**Data supplied:**

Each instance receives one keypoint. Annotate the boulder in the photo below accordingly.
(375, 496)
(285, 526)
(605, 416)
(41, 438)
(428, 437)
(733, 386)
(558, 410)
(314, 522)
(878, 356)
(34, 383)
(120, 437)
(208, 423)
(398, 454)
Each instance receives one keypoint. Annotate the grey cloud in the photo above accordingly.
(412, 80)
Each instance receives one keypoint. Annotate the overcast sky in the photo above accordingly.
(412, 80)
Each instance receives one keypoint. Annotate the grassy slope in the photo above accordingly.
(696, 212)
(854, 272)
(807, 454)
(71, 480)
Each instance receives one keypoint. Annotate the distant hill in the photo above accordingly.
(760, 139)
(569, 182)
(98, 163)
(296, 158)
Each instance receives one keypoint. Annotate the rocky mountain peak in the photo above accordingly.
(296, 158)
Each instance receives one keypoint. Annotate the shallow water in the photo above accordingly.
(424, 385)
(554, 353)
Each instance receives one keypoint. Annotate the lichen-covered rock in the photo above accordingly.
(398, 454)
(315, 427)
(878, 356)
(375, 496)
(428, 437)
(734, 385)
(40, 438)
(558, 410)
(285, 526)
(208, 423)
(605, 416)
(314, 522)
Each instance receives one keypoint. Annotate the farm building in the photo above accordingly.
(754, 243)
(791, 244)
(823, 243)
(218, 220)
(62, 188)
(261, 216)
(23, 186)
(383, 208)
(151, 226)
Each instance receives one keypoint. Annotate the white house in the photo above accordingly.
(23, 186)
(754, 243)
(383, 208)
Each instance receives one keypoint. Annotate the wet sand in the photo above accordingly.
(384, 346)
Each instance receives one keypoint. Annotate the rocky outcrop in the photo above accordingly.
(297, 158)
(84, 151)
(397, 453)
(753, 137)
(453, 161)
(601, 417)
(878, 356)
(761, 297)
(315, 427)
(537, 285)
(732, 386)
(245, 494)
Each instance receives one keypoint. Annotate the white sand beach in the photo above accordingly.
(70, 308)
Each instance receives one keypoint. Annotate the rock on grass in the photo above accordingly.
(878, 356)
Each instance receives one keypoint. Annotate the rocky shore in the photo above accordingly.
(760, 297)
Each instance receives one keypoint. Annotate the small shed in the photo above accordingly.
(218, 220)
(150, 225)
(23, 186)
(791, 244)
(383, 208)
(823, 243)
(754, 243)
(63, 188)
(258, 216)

**What to produce:** Return verbatim every line of the entries from the one containing "Each instance receives one keypoint. Annotate the rocky outcrop" through the final line of the entries, both ends included.

**Reply:**
Each instance receives one keypoint. Annotate the rocky outcrop in the photo above accordingly.
(297, 158)
(84, 151)
(397, 453)
(753, 137)
(453, 161)
(601, 417)
(878, 356)
(761, 297)
(315, 427)
(537, 285)
(732, 386)
(245, 494)
Each instance receives one keypoint. Annotate the white sand beach in the photo above accordingly.
(70, 308)
Each instance receives one keypoint. Annotate the rock on grass in the photo above accordingly.
(878, 356)
Each instance receives one keypoint. Annotate the rocky shore in the photo above accordingly.
(760, 297)
Each instance receives one keypoint. Annotate the small shed in the photo above accordingly.
(218, 220)
(150, 225)
(23, 186)
(791, 244)
(383, 208)
(823, 243)
(754, 243)
(63, 188)
(258, 216)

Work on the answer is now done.